Zielsetzung → Geben Sie den Text über die Kirchengasse vollständig und ohne jede Änderung wieder.

Textabschnitt →
Die Bedeutung, Geschichte und Schönheit der Kirchengasse



Die Kirchengasse ist seit dem Mittelalter die älteste und ehrwürdigste Gasse der Stadt. Die Kirchengasse führt vom Rathausplatz direkt zur Stadtpfarrkirche. In ihr liegen ehemalige alte Salzfertigerhäuser. Der Blick vom Rathausplatz in die Kirchengasse war von jeher ein beliebtes Motiv für Zeichner, Maler und Fotografen.

  
Kolorierte Zeichnung von Carl Ritter 1867                                    

 
Aquarellzeichnung von Alt, o. J.

                      
Bierfässeranlieferung in der Kirchengasse
Zeichnung, um 1890


Ansichtskarte mit Farbmalerei, o. J

Dass Leben in der Kirchengasse war, zeigt sich sehr deutlich an den wirtschaftlichen Veränderungen, im Konkreten an dem Wechsel der Geschäfte und Betriebe in den einzelnen Häusern. Das soll aus exemplarischen Beispielen deutlich werden.

Die wirtschaftliche Lebensader der Stadt war lange Zeit die Salzwirtschaft. Das Hauptgeschäft wickelten die sog. Salzfertiger ab. Ihr einstiger Reichtum ist auch heute noch an den prächtig ausgestalteten 18 Salzfertigerhäusern ersichtlich. Die Gebäude sind bis heute per Hinweisschild als „Salzfertigerhäuser“ ausgewiesen. 7 von diesen liegen in der Kirchengasse: Kirchengasse 5 seit 1592; Kirchengasse 7 seit 1593; Kirchengasse 9 seit 1623; Kirchengasse 11 seit 1570; Kirchengasse 8 seit 1598; Kirchengasse 6 seit 1596; Kirchengasse 4 seit 1598. Diese gehörten zu den ältesten Salzfertigerhäusern der Stadt.

Gespeichertes Material →
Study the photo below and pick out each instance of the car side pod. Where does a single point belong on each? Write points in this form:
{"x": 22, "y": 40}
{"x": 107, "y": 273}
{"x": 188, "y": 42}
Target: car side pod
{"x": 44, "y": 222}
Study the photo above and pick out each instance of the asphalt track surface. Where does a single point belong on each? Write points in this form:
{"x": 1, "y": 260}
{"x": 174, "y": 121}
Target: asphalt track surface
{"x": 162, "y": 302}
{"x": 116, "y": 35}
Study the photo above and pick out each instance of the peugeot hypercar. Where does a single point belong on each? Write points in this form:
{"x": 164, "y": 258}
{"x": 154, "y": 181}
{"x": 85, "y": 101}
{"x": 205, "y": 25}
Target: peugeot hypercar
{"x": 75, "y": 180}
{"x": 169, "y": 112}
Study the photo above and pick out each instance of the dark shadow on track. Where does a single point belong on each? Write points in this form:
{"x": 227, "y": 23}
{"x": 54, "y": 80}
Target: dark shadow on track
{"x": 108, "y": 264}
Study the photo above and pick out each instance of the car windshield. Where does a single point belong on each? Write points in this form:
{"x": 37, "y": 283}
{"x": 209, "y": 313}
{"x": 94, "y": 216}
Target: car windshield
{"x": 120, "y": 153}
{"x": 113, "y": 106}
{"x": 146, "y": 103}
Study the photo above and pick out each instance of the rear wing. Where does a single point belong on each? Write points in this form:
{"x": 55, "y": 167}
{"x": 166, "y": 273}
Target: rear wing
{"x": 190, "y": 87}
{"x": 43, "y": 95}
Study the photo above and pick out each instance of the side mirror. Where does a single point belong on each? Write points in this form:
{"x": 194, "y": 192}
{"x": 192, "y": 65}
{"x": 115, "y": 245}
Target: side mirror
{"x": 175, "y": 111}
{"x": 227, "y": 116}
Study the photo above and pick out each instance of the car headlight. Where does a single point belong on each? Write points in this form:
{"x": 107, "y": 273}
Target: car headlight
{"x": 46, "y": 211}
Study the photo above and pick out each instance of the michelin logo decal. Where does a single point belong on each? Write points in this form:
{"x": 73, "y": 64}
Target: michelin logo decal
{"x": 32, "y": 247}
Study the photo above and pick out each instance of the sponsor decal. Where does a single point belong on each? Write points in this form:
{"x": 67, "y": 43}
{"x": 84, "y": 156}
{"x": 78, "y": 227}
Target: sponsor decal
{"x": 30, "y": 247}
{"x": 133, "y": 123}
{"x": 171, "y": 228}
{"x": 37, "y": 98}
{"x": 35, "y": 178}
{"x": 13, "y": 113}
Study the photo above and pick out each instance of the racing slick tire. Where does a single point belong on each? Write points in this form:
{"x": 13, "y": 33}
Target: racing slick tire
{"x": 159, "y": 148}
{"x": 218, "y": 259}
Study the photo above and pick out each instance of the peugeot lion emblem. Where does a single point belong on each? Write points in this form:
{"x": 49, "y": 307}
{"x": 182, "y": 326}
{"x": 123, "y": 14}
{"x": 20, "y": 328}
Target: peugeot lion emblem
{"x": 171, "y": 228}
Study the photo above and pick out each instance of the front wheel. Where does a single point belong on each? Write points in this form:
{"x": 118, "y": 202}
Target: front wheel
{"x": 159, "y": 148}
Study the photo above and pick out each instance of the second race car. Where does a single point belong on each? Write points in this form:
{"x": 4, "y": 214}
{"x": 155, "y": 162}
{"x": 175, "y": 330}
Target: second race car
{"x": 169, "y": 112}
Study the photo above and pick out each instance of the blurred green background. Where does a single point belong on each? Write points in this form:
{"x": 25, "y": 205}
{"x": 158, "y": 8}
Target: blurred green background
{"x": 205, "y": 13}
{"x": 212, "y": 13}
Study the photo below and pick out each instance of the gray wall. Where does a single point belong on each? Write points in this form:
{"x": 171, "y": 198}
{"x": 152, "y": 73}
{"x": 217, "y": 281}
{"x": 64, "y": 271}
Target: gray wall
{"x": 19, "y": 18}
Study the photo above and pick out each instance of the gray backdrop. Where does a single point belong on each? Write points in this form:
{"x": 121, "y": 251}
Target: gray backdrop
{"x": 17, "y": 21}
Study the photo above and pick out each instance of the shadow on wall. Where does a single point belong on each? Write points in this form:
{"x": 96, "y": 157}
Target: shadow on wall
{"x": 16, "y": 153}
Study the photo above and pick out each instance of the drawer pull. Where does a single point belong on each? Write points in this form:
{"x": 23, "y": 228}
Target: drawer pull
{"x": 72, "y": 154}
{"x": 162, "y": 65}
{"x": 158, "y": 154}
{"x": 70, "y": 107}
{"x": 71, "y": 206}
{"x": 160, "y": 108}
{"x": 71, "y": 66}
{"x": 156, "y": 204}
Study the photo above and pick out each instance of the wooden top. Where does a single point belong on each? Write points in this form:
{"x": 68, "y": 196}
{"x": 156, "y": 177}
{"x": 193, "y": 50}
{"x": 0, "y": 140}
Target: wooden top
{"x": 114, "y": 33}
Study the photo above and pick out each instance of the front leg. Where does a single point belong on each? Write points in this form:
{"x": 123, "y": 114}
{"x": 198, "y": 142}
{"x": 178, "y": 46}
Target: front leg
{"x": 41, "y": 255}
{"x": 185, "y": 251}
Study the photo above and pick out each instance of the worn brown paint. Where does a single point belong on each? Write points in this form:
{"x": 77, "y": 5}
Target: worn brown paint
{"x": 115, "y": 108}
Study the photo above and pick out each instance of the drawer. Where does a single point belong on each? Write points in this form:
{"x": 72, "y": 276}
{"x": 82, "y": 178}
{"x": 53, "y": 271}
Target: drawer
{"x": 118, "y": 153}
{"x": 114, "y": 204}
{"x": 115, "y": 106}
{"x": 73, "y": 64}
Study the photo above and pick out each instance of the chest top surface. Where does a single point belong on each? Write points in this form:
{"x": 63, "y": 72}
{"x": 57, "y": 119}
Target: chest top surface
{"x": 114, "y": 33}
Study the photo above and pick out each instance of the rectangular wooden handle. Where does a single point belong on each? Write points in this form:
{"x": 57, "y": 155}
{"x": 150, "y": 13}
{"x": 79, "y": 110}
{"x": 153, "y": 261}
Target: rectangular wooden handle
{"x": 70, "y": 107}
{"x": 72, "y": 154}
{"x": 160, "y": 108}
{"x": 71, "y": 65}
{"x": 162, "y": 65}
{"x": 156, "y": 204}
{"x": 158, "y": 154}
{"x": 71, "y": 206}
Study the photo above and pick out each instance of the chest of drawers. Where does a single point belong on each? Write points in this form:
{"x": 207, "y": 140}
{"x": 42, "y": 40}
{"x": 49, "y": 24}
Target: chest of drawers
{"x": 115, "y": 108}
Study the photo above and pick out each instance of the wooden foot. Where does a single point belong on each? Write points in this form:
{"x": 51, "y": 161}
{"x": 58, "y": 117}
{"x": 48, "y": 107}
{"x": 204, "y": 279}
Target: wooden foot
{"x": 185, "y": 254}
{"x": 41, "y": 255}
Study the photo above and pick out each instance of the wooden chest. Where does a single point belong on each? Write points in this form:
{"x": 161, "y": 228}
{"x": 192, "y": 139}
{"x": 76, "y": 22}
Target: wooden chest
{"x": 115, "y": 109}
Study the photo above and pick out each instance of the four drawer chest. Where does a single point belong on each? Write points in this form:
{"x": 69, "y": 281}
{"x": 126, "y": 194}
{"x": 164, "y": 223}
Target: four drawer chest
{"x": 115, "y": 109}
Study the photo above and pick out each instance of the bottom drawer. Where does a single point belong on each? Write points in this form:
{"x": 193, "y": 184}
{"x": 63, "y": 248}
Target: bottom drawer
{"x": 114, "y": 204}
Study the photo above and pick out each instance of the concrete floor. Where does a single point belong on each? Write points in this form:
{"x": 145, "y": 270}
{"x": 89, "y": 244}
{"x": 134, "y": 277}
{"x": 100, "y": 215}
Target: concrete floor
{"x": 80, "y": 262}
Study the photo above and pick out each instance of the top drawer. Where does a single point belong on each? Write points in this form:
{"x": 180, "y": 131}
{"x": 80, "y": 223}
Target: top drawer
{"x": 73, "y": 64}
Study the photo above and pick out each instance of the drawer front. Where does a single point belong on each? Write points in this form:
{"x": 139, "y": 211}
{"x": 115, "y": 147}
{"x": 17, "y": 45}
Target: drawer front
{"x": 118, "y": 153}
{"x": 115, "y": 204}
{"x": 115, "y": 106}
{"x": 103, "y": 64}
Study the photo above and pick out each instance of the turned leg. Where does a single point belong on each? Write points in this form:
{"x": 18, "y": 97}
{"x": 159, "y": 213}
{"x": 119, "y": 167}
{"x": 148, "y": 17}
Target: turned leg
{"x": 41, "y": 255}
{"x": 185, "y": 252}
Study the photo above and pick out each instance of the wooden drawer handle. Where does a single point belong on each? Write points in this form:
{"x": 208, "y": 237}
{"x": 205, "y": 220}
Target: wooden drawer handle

Nachstehende Lösung →
Die Bedeutung, Geschichte und Schönheit der Kirchengasse



Die Kirchengasse ist seit dem Mittelalter die älteste und ehrwürdigste Gasse der Stadt. Die Kirchengasse führt vom Rathausplatz direkt zur Stadtpfarrkirche. In ihr liegen ehemalige alte Salzfertigerhäuser. Der Blick vom Rathausplatz in die Kirchengasse war von jeher ein beliebtes Motiv für Zeichner, Maler und Fotografen.

  
Kolorierte Zeichnung von Carl Ritter 1867                                    

 
Aquarellzeichnung von Alt, o. J.

                      
Bierfässeranlieferung in der Kirchengasse
Zeichnung, um 1890


Ansichtskarte mit Farbmalerei, o. J

Dass Leben in der Kirchengasse war, zeigt sich sehr deutlich an den wirtschaftlichen Veränderungen, im Konkreten an dem Wechsel der Geschäfte und Betriebe in den einzelnen Häusern. Das soll aus exemplarischen Beispielen deutlich werden.

Die wirtschaftliche Lebensader der Stadt war lange Zeit die Salzwirtschaft. Das Hauptgeschäft wickelten die sog. Salzfertiger ab. Ihr einstiger Reichtum ist auch heute noch an den prächtig ausgestalteten 18 Salzfertigerhäusern ersichtlich. Die Gebäude sind bis heute per Hinweisschild als „Salzfertigerhäuser“ ausgewiesen. 7 von diesen liegen in der Kirchengasse: Kirchengasse 5 seit 1592; Kirchengasse 7 seit 1593; Kirchengasse 9 seit 1623; Kirchengasse 11 seit 1570; Kirchengasse 8 seit 1598; Kirchengasse 6 seit 1596; Kirchengasse 4 seit 1598. Diese gehörten zu den ältesten Salzfertigerhäusern der Stadt.